Excerpts of bounding box data
● ● ●
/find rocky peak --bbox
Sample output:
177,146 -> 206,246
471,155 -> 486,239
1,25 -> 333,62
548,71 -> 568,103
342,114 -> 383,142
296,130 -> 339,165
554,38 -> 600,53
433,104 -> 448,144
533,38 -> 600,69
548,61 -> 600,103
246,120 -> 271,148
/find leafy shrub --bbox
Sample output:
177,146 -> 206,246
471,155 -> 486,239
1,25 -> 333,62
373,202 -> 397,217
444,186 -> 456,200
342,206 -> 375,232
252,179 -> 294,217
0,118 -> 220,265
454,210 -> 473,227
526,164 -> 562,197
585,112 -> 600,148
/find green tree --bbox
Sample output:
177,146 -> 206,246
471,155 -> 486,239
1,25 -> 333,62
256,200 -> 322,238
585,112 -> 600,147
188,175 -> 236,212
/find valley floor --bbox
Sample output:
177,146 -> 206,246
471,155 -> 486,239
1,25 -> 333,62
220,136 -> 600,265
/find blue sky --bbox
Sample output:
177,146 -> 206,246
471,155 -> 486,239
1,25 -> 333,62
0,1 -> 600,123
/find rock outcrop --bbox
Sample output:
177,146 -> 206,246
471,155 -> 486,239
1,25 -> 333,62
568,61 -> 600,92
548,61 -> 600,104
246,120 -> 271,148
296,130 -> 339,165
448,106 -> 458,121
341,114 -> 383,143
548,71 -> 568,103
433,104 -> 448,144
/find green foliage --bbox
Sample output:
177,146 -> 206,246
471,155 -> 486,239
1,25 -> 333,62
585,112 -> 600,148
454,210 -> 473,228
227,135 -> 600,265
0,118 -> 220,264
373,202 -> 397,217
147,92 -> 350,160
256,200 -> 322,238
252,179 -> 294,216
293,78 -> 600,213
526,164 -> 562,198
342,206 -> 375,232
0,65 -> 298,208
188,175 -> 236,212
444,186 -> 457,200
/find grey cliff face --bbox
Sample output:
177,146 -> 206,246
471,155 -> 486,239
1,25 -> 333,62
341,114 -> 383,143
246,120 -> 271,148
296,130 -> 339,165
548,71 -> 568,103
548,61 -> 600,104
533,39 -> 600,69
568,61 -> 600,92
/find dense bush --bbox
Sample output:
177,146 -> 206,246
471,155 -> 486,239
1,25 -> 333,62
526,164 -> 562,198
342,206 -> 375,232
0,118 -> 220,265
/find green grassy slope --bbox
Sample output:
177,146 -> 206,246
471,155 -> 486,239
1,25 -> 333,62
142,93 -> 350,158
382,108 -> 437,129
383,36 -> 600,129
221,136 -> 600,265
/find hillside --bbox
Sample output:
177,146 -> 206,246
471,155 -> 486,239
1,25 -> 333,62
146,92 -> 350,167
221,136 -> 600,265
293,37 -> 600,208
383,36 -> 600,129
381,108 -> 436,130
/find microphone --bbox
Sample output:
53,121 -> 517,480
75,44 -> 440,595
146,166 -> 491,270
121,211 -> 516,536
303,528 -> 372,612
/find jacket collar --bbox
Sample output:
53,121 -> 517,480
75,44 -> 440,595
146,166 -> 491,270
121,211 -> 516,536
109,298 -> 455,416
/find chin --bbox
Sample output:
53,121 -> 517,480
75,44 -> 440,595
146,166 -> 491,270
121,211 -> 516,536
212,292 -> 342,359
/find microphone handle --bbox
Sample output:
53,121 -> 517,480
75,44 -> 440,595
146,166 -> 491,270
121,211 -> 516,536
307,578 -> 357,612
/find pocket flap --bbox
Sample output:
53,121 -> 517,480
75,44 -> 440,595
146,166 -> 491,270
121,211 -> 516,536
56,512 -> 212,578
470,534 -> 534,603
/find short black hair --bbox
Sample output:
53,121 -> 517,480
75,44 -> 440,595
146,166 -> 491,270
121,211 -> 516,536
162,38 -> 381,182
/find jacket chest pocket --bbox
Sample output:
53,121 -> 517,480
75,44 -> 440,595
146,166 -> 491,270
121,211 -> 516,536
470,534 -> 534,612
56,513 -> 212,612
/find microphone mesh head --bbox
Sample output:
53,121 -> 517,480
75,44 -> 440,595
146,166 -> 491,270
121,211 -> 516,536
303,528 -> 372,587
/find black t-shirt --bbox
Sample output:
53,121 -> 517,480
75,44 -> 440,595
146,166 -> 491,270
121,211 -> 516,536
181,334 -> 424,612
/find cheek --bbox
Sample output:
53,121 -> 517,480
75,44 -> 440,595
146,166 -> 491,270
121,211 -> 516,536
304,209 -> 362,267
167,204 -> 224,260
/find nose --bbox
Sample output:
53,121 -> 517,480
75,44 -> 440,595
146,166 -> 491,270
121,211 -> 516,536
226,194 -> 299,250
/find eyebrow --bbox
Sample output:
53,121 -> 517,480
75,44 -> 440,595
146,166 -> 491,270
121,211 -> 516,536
● ● ●
__Task statement__
Copy out every one of the entries above, keeping each line unchanged and in the same order.

__Result for this exercise__
/find rocky peak --bbox
Sample output:
177,146 -> 206,246
471,155 -> 486,239
1,25 -> 333,62
548,71 -> 568,103
342,114 -> 383,142
296,130 -> 339,165
554,38 -> 600,53
433,104 -> 448,144
533,38 -> 600,69
548,61 -> 600,103
246,120 -> 271,148
/find leafy shrub --bbox
Sample output:
177,146 -> 206,246
471,155 -> 486,239
1,25 -> 333,62
373,202 -> 397,217
444,186 -> 456,200
342,206 -> 375,232
252,179 -> 294,217
0,118 -> 220,265
454,210 -> 473,227
526,164 -> 562,197
585,112 -> 600,148
/find green tree --bbox
Sample output:
177,146 -> 206,246
471,155 -> 486,239
1,25 -> 333,62
256,200 -> 322,238
585,112 -> 600,147
188,175 -> 236,212
/find valley floor --bbox
Sample output:
177,146 -> 206,246
471,155 -> 486,239
1,25 -> 333,62
220,136 -> 600,265
/find blue sky --bbox
Sample output:
177,146 -> 206,246
471,155 -> 486,239
1,25 -> 333,62
0,1 -> 600,123
/find rock outcrop --bbox
Sample output:
177,146 -> 206,246
471,155 -> 486,239
1,25 -> 333,62
568,61 -> 600,92
548,61 -> 600,104
246,120 -> 271,148
296,130 -> 339,165
448,106 -> 458,121
341,114 -> 383,143
548,71 -> 568,103
433,104 -> 448,144
/find green foliage --bbox
Sample output:
177,146 -> 206,246
471,155 -> 486,239
1,25 -> 333,62
585,112 -> 600,148
454,210 -> 473,228
227,135 -> 600,265
0,118 -> 220,264
373,202 -> 397,217
147,92 -> 350,160
256,200 -> 322,238
252,179 -> 294,216
293,78 -> 600,213
526,164 -> 562,198
342,206 -> 375,232
0,65 -> 298,208
188,175 -> 236,212
444,186 -> 457,200
/find grey cliff face --bbox
Sample output:
177,146 -> 206,246
471,155 -> 486,239
1,25 -> 333,62
341,114 -> 383,143
246,120 -> 271,148
296,130 -> 339,165
548,71 -> 568,103
548,61 -> 600,104
533,39 -> 600,69
568,61 -> 600,92
/find dense bush --bbox
Sample output:
177,146 -> 206,246
471,155 -> 486,239
1,25 -> 333,62
526,164 -> 562,198
342,206 -> 375,232
0,118 -> 220,265
/find green grassy slope --bbox
Sample output:
177,146 -> 206,246
471,155 -> 486,239
1,25 -> 333,62
142,93 -> 350,158
382,108 -> 437,129
383,36 -> 600,129
221,136 -> 600,265
/find hillside --bbox
Sample output:
177,146 -> 206,246
471,155 -> 486,239
1,25 -> 333,62
146,92 -> 350,167
221,136 -> 600,265
293,37 -> 600,208
383,36 -> 600,129
381,108 -> 436,130
/find microphone --bbox
Sample output:
53,121 -> 517,480
75,44 -> 440,595
146,166 -> 491,270
121,211 -> 516,536
303,528 -> 372,612
/find jacket collar --bbox
Sample output:
53,121 -> 517,480
75,44 -> 440,595
146,166 -> 491,270
121,211 -> 516,536
109,298 -> 455,416
/find chin --bbox
Sample output:
53,121 -> 517,480
75,44 -> 440,595
146,166 -> 491,270
121,211 -> 516,536
212,292 -> 342,359
/find microphone handle --bbox
Sample output:
53,121 -> 517,480
75,44 -> 440,595
146,166 -> 491,270
121,211 -> 516,536
307,578 -> 357,612
/find pocket flap --bbox
Sample output:
53,121 -> 517,480
75,44 -> 440,595
146,166 -> 491,270
121,211 -> 516,536
56,512 -> 212,578
470,534 -> 534,603
/find short black hair --bbox
Sample output:
53,121 -> 517,480
75,44 -> 440,595
146,166 -> 491,270
121,211 -> 516,536
162,38 -> 381,182
/find jacket chest pocket --bbox
Sample output:
53,121 -> 517,480
75,44 -> 440,595
146,166 -> 491,270
121,211 -> 516,536
470,534 -> 534,612
56,513 -> 212,612
/find microphone mesh head --bbox
Sample output:
53,121 -> 517,480
75,44 -> 440,595
146,166 -> 491,270
121,211 -> 516,536
303,528 -> 372,587
/find black t-shirt --bbox
Sample output:
53,121 -> 517,480
75,44 -> 440,595
146,166 -> 491,270
121,211 -> 516,536
181,334 -> 424,612
/find cheek --bbox
Sample output:
53,121 -> 517,480
75,44 -> 440,595
146,166 -> 491,270
121,211 -> 516,536
304,209 -> 362,267
167,204 -> 224,260
/find nose --bbox
Sample output:
53,121 -> 517,480
75,44 -> 440,595
146,166 -> 491,270
121,211 -> 516,536
226,194 -> 299,250
/find eyebrow --bbox
Sample output:
53,121 -> 517,480
75,44 -> 440,595
146,166 -> 491,270
121,211 -> 516,536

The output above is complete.